* Source
begin

Manisty (Mellish with him), contrà.This is not a case in which an action will lie. There are two means by which expenses may be recovered-one by action, and the other as damages before the Justices. The plaintiffs cannot rely upon section 149, for that section was simply meant to give the double remedy where the legislature had not given the simple remedy. All these sections may be read by the light of section 1. of the Towns Improvement Act, "Whereas it is expedient to comprise in one act sundry provisions usually contained in acts of parliament for paving," &c., "be it enacted, that this act shall extend only to such towns or districts in England as shall be comprised in any act of parliament hereafter to be passed which shall declare that this act shall be incorporated therewith; and all the clauses of this act, save so far as they shall be expressly varied or excepted by any such act, shall apply to the town or district which shall be comprised in such act, and to the Commissioners," &c., "so far as such clauses shall be applicable thereto respectively, and shall, with the clauses of every other act which shall be incorporated therewith, form part of such act, and be construed therewith as forming one act." The remedy which is given by section 140. of 8 Vict. c. 20, is the only remedy in this case, and it is the only practicable one, for, by it, a method of ascertaining the damages is given. It was never intended that actions should be brought against all the persons who owned NEW SERIES, XXVIII.-MAG. CAS.

premises fronting the street, but it was intended that they should all be summoned, and then that the amount to be paid should be apportioned amongst them.

end

* Data to process

begin

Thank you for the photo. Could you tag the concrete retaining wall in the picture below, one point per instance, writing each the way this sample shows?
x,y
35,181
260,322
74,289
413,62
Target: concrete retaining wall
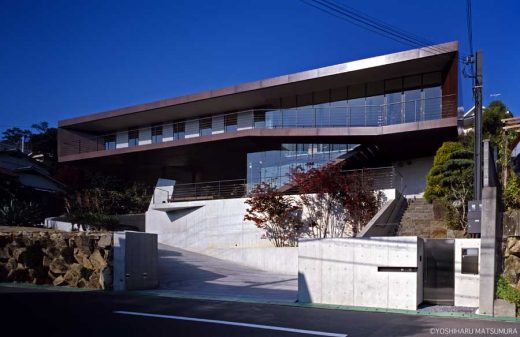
x,y
345,272
282,260
202,225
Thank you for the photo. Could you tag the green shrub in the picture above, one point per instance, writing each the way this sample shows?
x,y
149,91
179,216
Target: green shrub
x,y
434,188
509,293
94,221
511,194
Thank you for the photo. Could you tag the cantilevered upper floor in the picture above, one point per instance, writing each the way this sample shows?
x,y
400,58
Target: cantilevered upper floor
x,y
412,92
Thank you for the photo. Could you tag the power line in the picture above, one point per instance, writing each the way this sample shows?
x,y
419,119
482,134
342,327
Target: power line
x,y
374,25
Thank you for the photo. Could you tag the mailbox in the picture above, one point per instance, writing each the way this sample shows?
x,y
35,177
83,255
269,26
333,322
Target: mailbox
x,y
469,261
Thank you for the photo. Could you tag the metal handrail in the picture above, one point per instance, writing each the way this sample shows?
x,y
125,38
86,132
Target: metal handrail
x,y
300,117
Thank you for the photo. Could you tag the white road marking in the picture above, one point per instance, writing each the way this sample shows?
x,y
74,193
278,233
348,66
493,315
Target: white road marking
x,y
247,325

end

* Prompt 1
Repeat word for word the part of the law report starting with "premises fronting the" and going on through "apportioned amongst them.".
* Prompt 2
Find each line of the rows that contains the string "Target", and copy every such line.
The law report and the rows have no connection to each other.

* Complete answer 1
premises fronting the street, but it was intended that they should all be summoned, and then that the amount to be paid should be apportioned amongst them.

* Complete answer 2
Target: concrete retaining wall
Target: green shrub
Target: cantilevered upper floor
Target: power line
Target: mailbox
Target: metal handrail
Target: white road marking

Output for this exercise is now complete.